* [PAGE TEXT]
______
In another interesting inversion, the film's ethical impulse comes from Lorna, an Eastern European character, amidst Western Europeans corrupted by the scrappy pursuit of money. This challenges the long-standing geographical narrative of the Eastern and slavic nations of the continent only slowly emerging from a natural proclivity to servility and corruption, be it to feudal lords, Turks, or Communist dictators, and lagging behind the progressive prosperity of the West. The "spirit of capitalism" is capable of awfully vile things, Protestant or not.

Agnes Varda, although associated with France in every way, was actually born Belgian, as her autobiographical essay film, The Beaches of Agnes, tells. True to its title, the lively octogenarian Varda narrates a collage of her life and loves, which all lead back to the sea, suggested as the font of her imagination. The film works both as a personalized account in documentary fashion of her life and work, and as a sly, engaging exploration of creative existence broadly considered, in the manner of her life long friend Chris Marker (who appears in the form of a cartoon cat, why not?) Varda's considerable charm and intuition for successful cinematic experiments (she is clearly having a blast with the camera and montage after all these years!) raise it above narcissistic nostalgia to a true work of art, if a humble one. It is a work that will not be considered an after thought to her career, destined to DVD extra menus, but an essential part of her ouevre.
______
(Dataset rows on where objects show up)
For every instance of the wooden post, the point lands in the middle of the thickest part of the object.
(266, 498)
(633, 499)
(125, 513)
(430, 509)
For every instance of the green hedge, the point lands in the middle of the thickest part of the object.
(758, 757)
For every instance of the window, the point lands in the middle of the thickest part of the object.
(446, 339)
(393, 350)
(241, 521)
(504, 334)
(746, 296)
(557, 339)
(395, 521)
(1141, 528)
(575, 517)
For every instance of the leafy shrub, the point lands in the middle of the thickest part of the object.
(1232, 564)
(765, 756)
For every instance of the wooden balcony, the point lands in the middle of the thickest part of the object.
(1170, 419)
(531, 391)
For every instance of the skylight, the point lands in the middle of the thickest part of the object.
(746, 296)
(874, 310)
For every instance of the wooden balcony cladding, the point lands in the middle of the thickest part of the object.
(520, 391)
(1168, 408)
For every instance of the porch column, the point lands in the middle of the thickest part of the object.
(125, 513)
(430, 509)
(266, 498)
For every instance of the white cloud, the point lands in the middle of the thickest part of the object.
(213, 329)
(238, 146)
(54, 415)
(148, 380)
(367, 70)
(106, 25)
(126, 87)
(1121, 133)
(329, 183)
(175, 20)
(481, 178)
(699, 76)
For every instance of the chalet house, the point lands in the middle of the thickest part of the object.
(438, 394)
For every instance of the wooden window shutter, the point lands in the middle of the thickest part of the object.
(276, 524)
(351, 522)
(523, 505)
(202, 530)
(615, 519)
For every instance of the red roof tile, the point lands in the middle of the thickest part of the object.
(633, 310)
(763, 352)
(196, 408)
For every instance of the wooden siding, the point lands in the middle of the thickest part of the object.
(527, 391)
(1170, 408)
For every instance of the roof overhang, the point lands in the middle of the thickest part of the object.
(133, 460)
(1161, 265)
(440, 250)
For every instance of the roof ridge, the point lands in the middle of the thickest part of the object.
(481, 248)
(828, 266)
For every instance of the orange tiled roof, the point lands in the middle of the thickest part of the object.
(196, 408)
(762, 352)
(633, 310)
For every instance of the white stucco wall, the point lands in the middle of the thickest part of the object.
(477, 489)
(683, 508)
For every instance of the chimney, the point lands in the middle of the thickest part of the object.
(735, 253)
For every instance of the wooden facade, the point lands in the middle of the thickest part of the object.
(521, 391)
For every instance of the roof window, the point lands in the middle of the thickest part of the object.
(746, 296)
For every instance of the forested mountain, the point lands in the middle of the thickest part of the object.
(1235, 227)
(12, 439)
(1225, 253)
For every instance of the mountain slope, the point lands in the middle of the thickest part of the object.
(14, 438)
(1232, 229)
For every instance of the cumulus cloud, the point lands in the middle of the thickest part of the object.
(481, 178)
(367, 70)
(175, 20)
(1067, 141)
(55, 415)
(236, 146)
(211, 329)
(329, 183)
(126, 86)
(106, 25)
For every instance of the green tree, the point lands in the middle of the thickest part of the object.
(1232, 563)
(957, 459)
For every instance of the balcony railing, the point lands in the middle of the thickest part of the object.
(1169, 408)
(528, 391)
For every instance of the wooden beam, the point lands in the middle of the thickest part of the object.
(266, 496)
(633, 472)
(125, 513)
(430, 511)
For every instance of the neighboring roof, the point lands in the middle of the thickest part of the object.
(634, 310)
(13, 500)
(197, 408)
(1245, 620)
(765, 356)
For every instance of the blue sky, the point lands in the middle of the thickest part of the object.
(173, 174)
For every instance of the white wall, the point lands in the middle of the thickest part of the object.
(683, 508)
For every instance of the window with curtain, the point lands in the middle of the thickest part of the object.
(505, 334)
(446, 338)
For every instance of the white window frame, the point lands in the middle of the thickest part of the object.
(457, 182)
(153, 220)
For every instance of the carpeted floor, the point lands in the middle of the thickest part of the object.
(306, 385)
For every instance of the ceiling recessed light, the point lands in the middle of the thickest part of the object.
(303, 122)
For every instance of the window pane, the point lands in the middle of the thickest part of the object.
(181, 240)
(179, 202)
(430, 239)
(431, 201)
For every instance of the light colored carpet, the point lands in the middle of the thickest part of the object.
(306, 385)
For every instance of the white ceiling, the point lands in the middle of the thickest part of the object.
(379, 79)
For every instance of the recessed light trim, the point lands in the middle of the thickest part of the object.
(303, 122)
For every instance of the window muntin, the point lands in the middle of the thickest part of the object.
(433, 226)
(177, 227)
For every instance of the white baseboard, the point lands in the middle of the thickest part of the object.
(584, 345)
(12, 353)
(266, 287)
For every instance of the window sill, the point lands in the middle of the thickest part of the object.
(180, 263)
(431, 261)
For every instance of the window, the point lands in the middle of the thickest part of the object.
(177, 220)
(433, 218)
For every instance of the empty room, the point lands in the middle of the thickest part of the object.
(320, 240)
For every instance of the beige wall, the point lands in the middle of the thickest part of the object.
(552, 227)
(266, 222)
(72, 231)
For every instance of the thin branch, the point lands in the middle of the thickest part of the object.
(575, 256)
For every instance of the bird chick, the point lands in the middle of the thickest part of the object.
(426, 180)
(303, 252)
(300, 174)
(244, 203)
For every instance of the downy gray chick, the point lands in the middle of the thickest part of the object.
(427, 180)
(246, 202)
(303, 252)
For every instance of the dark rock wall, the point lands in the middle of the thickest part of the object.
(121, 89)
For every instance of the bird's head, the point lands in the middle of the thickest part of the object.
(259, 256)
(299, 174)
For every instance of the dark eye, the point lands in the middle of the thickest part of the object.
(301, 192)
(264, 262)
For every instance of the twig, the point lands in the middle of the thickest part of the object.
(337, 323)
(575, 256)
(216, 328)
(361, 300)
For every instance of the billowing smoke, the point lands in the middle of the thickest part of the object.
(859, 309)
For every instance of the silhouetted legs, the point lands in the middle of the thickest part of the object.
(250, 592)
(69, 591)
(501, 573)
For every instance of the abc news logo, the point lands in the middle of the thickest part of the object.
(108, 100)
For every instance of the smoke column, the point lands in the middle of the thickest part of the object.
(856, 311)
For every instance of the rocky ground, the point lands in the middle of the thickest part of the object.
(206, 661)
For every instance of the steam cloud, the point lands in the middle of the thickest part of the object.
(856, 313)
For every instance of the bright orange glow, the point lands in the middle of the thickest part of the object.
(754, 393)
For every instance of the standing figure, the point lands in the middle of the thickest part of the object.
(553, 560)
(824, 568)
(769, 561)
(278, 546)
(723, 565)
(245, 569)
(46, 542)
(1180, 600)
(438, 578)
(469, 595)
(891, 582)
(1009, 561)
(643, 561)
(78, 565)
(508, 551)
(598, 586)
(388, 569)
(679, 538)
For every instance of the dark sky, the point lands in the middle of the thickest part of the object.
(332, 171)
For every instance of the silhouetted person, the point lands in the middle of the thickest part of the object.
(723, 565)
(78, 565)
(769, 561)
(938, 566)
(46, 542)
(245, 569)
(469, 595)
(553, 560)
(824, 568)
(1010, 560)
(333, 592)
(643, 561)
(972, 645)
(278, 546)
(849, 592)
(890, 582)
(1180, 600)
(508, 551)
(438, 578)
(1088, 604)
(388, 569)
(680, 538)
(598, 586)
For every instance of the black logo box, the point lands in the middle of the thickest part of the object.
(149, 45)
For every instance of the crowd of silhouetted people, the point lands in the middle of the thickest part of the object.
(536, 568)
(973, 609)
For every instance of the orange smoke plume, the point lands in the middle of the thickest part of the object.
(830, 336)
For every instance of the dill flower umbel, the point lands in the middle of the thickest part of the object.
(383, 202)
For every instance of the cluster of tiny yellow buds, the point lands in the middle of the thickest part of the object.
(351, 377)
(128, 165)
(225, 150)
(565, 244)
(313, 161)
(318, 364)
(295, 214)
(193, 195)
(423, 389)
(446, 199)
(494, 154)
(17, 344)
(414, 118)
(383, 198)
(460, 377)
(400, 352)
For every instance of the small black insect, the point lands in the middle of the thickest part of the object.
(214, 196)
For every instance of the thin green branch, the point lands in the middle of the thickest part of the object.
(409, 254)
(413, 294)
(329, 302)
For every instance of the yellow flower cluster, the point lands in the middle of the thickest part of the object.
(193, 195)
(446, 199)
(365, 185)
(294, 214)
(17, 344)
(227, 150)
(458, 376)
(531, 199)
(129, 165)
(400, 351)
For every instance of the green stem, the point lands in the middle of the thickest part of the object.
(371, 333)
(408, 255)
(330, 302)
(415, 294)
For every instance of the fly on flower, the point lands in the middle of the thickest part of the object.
______
* [GOALS]
1 – Rewrite the listing from its start through the line containing "(1168, 408)", including both ends and every request line, and increase each coordinate in the answers by 66.
2 – Extend the film commentary by continuing it from the point where it stops.

* [ANSWERS PER TASK]
1 –
For every instance of the wooden post, the point lands in the middle of the thickest part of the object.
(332, 564)
(699, 565)
(191, 579)
(496, 575)
For every instance of the green hedge, the point lands in the middle of the thickest part of the object.
(824, 823)
For every instance of the window, the point lands in the middle of the thickest part of the object.
(512, 405)
(459, 416)
(307, 587)
(570, 400)
(812, 362)
(623, 405)
(461, 587)
(1207, 594)
(641, 583)
For every instance of the leafy shrub, the point lands in the middle of the thickest part of the object.
(1298, 630)
(831, 822)
For every instance of the wooden balcony, the point lands in the middle of the thickest part of the object.
(1236, 485)
(597, 457)
For every instance of the skylight, the point lands in the middle of the thickest part of the object.
(812, 362)
(940, 376)
For every instance of the wooden balcony cladding, the point lands in the middle of the thickest part of the object.
(586, 457)
(1234, 474)

2 –
*********************
I noted in slight alarm today, that aside from these Belgian gems, my viewing and re-viewing list from the past week reads like an Amazon list of sociopathic murderer films: The Bridesmaid (Chabrol, 2004), The Honeymoon Killers (Kastle, 1969), Badlands (Malick, 1973), & Blue Velvet (Lynch, 1986). I'm not sure whether to chalk it up to the DVD collection at my new local library branch, of some darker element of my subconscious rearing up. Oh yes, I can't forget the outdoor screening of Chaplin's The Kid last week- a beautiful saving grace.